ACTIVITY – Copy the lines from the start of the records below through the line containing "the bird's leg", both included, and leave out the pictures.

· · · · ·

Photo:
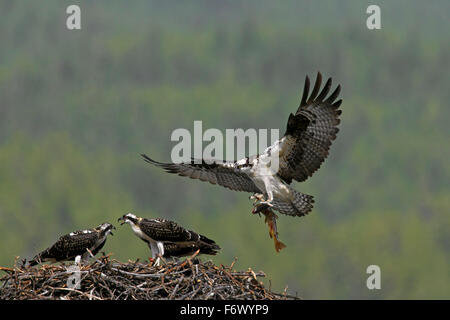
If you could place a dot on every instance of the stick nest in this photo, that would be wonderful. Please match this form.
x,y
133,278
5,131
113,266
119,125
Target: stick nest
x,y
109,279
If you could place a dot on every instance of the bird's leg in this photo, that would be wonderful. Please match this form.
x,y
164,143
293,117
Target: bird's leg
x,y
263,204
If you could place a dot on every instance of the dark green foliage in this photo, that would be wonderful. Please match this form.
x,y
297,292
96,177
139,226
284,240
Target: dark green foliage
x,y
78,107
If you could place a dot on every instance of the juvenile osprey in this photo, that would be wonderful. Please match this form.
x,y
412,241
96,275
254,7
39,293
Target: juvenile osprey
x,y
299,153
74,244
168,239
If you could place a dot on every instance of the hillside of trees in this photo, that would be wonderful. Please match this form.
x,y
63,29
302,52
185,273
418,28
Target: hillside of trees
x,y
78,107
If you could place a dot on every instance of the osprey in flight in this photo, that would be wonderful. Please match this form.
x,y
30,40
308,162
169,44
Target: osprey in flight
x,y
168,239
74,244
299,153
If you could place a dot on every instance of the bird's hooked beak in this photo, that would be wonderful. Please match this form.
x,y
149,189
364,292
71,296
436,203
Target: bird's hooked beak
x,y
121,219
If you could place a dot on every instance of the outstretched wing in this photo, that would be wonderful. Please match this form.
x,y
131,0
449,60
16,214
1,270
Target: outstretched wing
x,y
310,132
227,174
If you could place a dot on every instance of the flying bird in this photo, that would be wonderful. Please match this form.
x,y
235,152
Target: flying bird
x,y
298,154
167,239
74,244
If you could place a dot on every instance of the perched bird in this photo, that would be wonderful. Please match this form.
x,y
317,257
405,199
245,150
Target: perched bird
x,y
298,154
166,238
75,244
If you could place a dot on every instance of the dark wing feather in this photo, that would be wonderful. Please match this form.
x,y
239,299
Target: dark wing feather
x,y
310,132
166,230
226,174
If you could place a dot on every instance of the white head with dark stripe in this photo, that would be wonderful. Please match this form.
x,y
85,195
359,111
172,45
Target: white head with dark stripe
x,y
105,228
129,218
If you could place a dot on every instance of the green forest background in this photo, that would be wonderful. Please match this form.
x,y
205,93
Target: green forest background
x,y
78,107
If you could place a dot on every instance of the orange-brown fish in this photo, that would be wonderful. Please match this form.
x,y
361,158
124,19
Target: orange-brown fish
x,y
270,219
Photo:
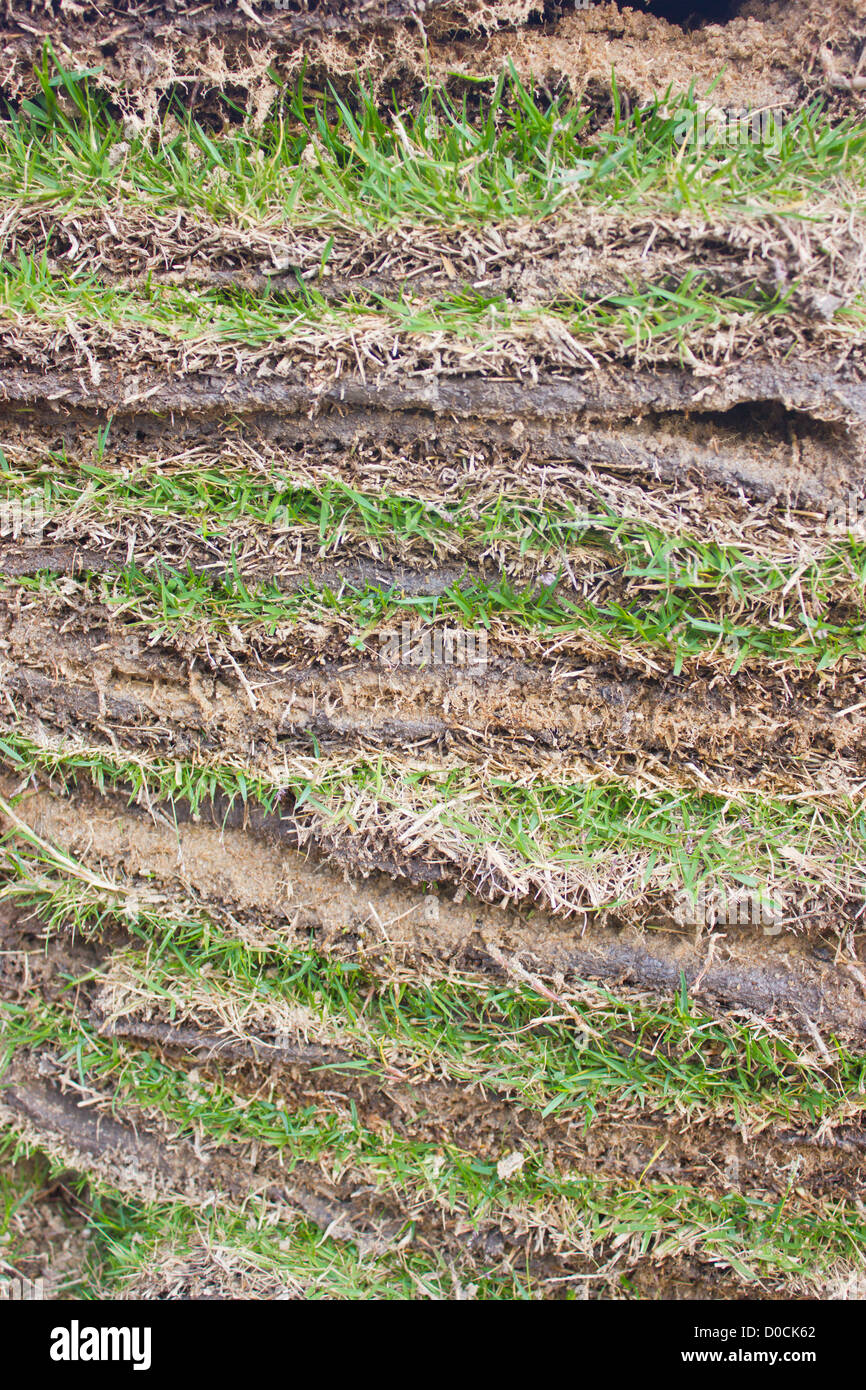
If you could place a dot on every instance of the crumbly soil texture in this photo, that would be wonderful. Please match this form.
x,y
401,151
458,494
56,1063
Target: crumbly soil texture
x,y
220,767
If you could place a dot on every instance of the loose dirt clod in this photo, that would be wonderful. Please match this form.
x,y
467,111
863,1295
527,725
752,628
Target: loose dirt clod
x,y
433,649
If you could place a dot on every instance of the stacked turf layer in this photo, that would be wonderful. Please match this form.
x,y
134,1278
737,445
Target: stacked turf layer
x,y
331,969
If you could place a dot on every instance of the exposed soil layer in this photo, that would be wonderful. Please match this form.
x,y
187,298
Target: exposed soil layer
x,y
761,52
651,421
530,263
78,1125
66,669
748,438
252,863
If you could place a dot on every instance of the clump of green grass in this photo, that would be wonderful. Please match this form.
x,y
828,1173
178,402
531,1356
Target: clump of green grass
x,y
602,1048
631,841
677,623
740,1230
508,528
325,159
655,316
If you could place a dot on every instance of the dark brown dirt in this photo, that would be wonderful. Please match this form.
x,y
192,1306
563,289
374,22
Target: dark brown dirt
x,y
249,863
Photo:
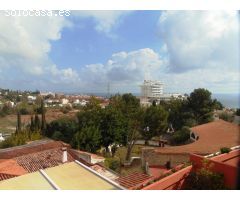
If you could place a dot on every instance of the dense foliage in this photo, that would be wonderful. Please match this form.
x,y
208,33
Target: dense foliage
x,y
180,136
20,138
62,129
226,116
225,150
204,179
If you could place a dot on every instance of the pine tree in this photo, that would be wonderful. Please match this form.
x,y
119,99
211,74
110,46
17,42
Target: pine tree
x,y
43,111
19,123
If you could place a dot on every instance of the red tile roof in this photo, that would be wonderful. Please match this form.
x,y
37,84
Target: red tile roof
x,y
212,136
134,180
41,160
32,147
4,176
10,166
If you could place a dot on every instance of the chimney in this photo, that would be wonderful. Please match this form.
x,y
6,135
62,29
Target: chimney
x,y
64,155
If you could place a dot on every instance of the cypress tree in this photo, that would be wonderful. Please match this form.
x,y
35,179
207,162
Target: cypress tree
x,y
43,111
19,123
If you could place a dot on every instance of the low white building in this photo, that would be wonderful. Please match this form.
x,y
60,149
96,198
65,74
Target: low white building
x,y
64,101
1,137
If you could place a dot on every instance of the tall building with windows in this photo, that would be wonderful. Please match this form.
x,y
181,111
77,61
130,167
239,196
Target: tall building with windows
x,y
151,89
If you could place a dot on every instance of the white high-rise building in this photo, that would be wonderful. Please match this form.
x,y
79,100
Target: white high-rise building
x,y
151,89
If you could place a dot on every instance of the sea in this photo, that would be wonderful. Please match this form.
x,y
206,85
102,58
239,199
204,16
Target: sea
x,y
228,100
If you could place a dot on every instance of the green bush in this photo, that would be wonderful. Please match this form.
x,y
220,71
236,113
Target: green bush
x,y
112,163
180,136
238,112
204,179
225,150
226,116
20,139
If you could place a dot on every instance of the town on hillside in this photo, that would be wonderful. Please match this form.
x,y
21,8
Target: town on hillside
x,y
153,141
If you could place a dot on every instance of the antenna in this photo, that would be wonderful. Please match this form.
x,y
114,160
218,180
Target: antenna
x,y
108,89
147,73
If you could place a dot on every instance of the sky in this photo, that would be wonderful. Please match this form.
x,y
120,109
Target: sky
x,y
89,50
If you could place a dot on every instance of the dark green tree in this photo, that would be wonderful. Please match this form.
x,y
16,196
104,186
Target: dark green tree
x,y
88,139
66,126
154,122
37,123
43,113
19,123
112,127
201,105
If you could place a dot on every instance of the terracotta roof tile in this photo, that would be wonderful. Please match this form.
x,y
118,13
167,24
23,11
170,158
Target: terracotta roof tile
x,y
212,136
4,176
10,166
41,160
133,180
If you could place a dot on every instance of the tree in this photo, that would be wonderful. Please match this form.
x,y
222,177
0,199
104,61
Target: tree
x,y
181,136
217,105
88,139
179,113
204,179
201,105
154,122
65,125
238,112
112,127
229,117
19,123
129,106
43,112
37,123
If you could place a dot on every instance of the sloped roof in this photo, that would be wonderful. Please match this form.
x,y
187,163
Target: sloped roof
x,y
212,136
4,176
134,180
64,177
41,160
11,167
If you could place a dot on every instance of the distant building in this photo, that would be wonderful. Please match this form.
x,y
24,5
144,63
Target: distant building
x,y
153,91
1,137
64,101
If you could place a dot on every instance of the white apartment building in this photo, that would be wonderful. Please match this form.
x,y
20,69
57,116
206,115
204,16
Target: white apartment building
x,y
151,89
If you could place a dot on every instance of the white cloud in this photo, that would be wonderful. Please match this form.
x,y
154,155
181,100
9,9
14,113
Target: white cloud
x,y
105,20
124,70
25,43
200,39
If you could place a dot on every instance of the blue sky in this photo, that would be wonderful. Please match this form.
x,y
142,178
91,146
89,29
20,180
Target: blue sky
x,y
83,45
89,49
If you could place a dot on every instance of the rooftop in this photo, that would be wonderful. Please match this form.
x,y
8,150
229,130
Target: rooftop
x,y
212,137
73,176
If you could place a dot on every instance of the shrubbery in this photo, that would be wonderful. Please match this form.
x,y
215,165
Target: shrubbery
x,y
225,150
204,179
20,138
238,112
112,163
180,136
226,116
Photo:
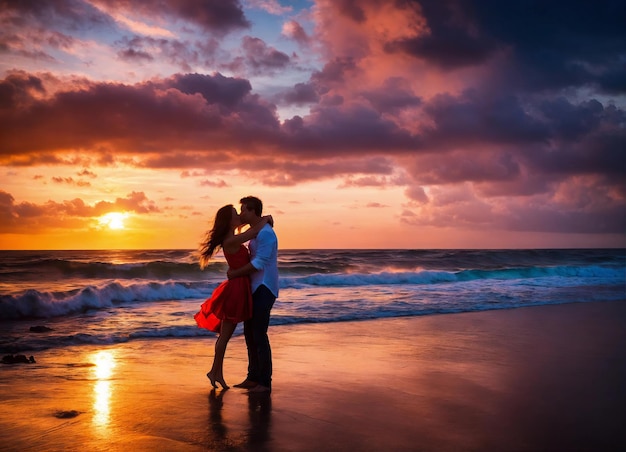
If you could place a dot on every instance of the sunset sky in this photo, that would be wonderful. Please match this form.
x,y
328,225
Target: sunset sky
x,y
359,123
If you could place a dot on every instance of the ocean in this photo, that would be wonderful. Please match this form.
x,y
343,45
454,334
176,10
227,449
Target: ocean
x,y
108,297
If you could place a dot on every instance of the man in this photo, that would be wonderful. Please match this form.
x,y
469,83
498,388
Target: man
x,y
263,271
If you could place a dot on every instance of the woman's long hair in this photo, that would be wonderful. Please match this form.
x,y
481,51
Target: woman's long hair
x,y
215,237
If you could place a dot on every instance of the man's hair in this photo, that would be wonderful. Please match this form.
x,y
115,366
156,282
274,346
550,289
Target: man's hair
x,y
253,203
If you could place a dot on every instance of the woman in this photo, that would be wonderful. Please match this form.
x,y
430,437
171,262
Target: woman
x,y
231,302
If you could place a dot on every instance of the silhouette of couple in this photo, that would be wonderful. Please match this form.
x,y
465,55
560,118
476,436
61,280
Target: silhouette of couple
x,y
248,294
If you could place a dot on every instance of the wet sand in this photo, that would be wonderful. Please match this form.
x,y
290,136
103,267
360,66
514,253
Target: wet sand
x,y
548,378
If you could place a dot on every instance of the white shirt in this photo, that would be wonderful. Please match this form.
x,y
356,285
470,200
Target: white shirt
x,y
264,257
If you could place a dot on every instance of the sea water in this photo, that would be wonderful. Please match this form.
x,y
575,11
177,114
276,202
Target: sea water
x,y
107,297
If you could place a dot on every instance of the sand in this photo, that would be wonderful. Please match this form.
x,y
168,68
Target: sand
x,y
548,378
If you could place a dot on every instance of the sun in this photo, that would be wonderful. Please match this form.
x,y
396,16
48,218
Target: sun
x,y
114,220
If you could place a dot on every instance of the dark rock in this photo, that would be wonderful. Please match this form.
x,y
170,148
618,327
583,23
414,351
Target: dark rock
x,y
16,359
40,329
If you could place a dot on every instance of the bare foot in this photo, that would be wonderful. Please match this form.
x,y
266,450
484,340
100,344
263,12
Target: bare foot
x,y
215,379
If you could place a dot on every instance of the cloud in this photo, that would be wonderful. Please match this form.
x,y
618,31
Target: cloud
x,y
75,213
271,6
486,112
293,30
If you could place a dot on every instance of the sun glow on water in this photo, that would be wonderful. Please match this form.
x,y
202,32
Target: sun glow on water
x,y
104,364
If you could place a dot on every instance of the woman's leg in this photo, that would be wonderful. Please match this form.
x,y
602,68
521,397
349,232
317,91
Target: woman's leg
x,y
216,374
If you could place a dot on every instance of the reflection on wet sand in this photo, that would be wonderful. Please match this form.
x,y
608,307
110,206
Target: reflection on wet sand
x,y
260,412
257,434
104,361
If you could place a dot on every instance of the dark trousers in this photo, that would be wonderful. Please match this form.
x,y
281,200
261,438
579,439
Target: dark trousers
x,y
255,332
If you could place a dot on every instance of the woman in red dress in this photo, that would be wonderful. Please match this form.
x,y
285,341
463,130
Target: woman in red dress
x,y
231,302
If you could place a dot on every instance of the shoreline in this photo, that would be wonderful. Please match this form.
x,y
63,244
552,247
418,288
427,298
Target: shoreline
x,y
544,377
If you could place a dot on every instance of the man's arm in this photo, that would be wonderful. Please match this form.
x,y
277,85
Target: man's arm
x,y
261,259
247,269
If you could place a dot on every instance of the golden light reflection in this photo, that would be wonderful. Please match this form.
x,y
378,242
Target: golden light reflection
x,y
104,361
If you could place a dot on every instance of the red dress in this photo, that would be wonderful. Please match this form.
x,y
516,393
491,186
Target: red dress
x,y
231,300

· · · · ·

TASK SOLUTION –
Photo:
If you could place a dot on every instance of the stick nest in this photo, that would be wonderful. Please match this form.
x,y
133,278
5,131
113,266
119,125
Target: stick nest
x,y
109,279
If you could place a dot on every instance of the bird's leg in this photo, that would be wonderful. Please match this form.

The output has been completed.